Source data
-.-.-
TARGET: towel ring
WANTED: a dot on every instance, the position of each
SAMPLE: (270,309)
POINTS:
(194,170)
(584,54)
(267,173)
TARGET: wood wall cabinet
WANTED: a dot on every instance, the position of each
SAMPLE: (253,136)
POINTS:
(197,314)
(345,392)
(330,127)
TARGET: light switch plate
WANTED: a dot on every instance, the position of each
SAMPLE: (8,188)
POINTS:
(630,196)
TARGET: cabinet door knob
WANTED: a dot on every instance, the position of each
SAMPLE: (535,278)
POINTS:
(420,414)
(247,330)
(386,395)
-.-.-
* **Do this**
Return each entry from above without altering a single character.

* **Task response**
TARGET: towel ring
WANTED: a dot on every instance, the position of each
SAMPLE: (270,309)
POINTS:
(194,170)
(584,54)
(267,173)
TARGET: wood wall cabinet
WANTED: a dot on every instance, the position of each
SAMPLE: (253,136)
POINTS:
(197,314)
(345,392)
(330,127)
TARGET: light switch plate
WANTED: a dot on every instance, the position of each
SAMPLE: (8,188)
POINTS:
(630,196)
TARGET: cabinet door knob
WANTED: a dot on every instance, the position of each
SAMPLE: (535,278)
POINTS:
(420,414)
(247,330)
(386,395)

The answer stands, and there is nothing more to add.